Render the data below as a JSON list of strings, one string for each line and no strings for blank lines. Leave the pictures out of the list.
----------------
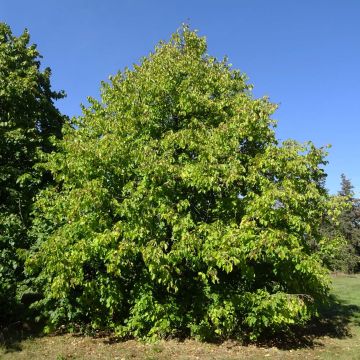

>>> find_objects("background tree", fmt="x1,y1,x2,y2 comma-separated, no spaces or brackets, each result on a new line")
0,23,64,323
339,174,360,272
322,174,360,273
27,27,337,339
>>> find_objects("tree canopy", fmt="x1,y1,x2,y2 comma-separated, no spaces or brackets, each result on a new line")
0,23,64,320
27,27,336,339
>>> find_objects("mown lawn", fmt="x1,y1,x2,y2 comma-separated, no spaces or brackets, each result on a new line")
0,275,360,360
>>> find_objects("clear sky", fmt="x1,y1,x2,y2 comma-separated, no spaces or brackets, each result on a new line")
0,0,360,195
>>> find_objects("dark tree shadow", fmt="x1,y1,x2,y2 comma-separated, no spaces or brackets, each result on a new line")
253,295,360,350
0,321,42,352
0,296,360,352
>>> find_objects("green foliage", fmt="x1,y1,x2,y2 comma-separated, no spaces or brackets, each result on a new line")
323,174,360,273
0,23,64,323
27,27,337,339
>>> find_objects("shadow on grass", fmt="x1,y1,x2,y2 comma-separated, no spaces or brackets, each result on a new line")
0,321,42,352
253,295,360,350
0,296,360,352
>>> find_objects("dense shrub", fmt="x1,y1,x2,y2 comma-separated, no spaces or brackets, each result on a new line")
27,27,336,339
0,23,65,327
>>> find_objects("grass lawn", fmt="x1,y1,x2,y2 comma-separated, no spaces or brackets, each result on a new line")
0,275,360,360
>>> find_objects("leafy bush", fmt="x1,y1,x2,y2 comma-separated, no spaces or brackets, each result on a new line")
27,27,336,339
0,23,65,324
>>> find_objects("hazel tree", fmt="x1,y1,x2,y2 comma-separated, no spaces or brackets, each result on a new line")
0,23,65,324
27,26,338,339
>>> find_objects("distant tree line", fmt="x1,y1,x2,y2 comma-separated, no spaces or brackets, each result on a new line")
0,23,360,340
323,174,360,273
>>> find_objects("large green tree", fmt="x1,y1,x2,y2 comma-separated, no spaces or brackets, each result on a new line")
0,23,64,322
27,27,336,339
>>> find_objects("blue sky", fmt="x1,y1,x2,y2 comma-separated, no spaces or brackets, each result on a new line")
0,0,360,195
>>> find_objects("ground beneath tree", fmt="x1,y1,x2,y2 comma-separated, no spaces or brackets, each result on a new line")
0,275,360,360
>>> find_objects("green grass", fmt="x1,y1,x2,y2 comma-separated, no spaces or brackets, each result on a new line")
0,275,360,360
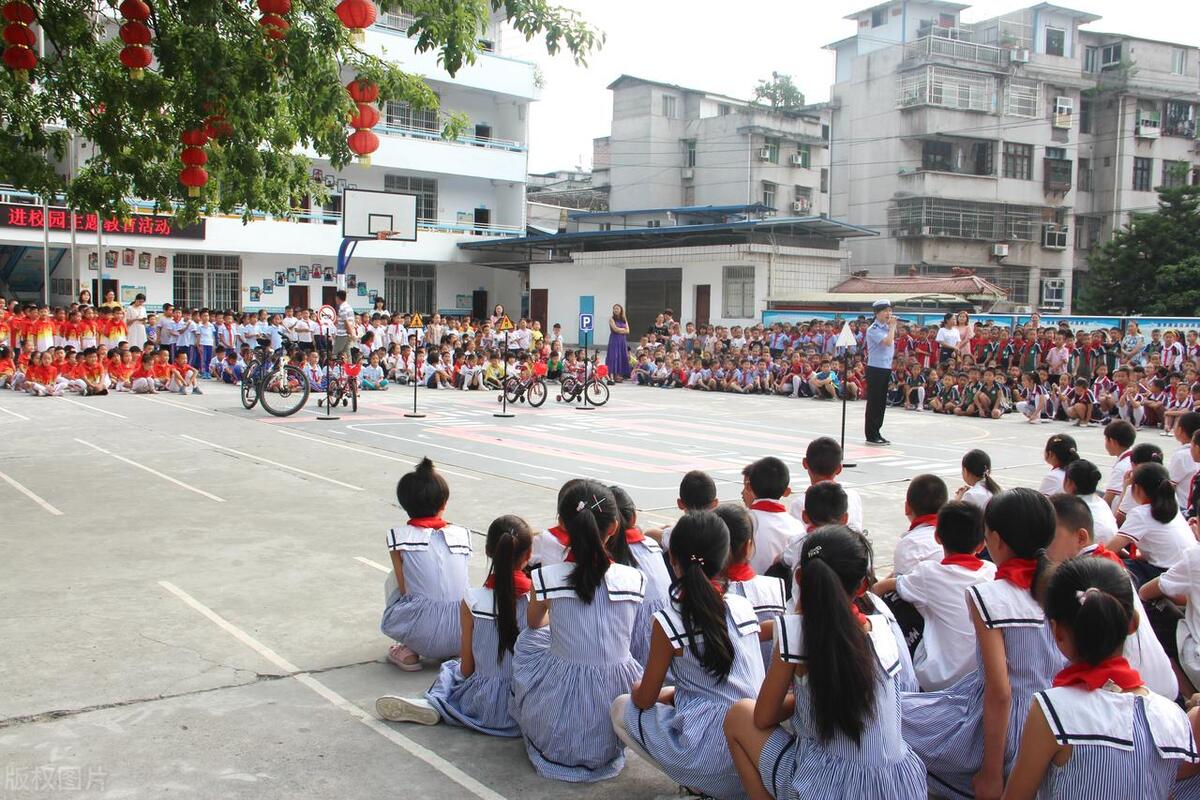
----------------
## Result
[
  ">>> find_objects(\"background tree\", fmt=\"x1,y1,x2,y2 comma-separated, no spaces or brackets, each result on a new line\")",
  "0,23,64,323",
  "339,174,360,272",
  "322,174,360,273",
  "27,27,337,339",
  ">>> find_objects(\"tree canopy\", fmt=\"x1,y1,x2,y2 comma-separated, no spaces or brackets, each result on a new line\")",
  "0,23,64,320",
  "27,27,336,339",
  ">>> find_objects(\"mown lawn\", fmt=\"x1,y1,x2,y2 comma-separated, no spaces or brackets, each result on a new line\")",
  "0,275,360,360",
  ">>> find_objects(\"clear sky\", fmt=\"x1,y1,x2,y2 comma-separated, no spaces or brackets, each result on a new line\")",
  "0,0,360,195",
  ">>> find_objects(\"dark tree shadow\", fmt=\"x1,y1,x2,y2 comma-separated, no spaces or brackets, each result on a new line\")",
  "253,295,360,350",
  "0,321,42,352",
  "0,296,360,352",
  ">>> find_objects(\"green foliage\", fmt=\"x1,y1,x2,y2 comma-separated, no spaces or brackets, each result on a new line\")",
  "323,174,360,273",
  "0,23,64,323",
  "27,27,337,339",
  ">>> find_objects(\"shadow on grass\", fmt=\"x1,y1,x2,y2 comma-separated, no spaces or brackets, each result on a new line\")",
  "0,321,42,352",
  "253,295,360,350",
  "0,296,360,352",
  ">>> find_objects(\"dense shrub\", fmt=\"x1,y1,x2,y2 comma-separated, no spaces or brackets, each result on a new line\")",
  "27,27,336,339",
  "0,23,65,327",
  ">>> find_objects(\"grass lawn\", fmt=\"x1,y1,x2,y2 comma-separated, no spaces or brackets, each result on a new line\")",
  "0,275,360,360",
  ">>> find_objects(\"leafy bush\", fmt=\"x1,y1,x2,y2 comma-separated, no spaces or brackets, each result on a new line\")",
  "27,27,336,339",
  "0,23,65,324",
  ">>> find_objects(\"hazel tree\", fmt=\"x1,y1,x2,y2 comma-separated, no spaces or brackets, each result on a new line\")",
  "0,23,65,324",
  "27,26,338,339",
  ">>> find_objects(\"distant tree line\", fmt=\"x1,y1,x2,y2 comma-separated, no spaces or brackets, each result on a new line\")",
  "0,23,360,340",
  "323,174,360,273",
  ">>> find_objects(\"large green tree\", fmt=\"x1,y1,x2,y2 comma-separated, no spaces or brackets, each result on a new line\")",
  "0,23,64,322",
  "27,27,336,339",
  ">>> find_objects(\"blue sky\", fmt=\"x1,y1,x2,y2 comma-separated, no spaces or brackets, each result on a new line\")",
  "0,0,360,195",
  ">>> find_objects(\"ground beneath tree\", fmt=\"x1,y1,x2,y2 comma-separated, no spaces or brackets, each result on a new line\")",
  "0,275,360,360",
  ">>> find_objects(\"green grass\", fmt=\"x1,y1,x2,y2 comma-separated, no spaces or brackets, each result on a new line\")",
  "0,275,360,360"
]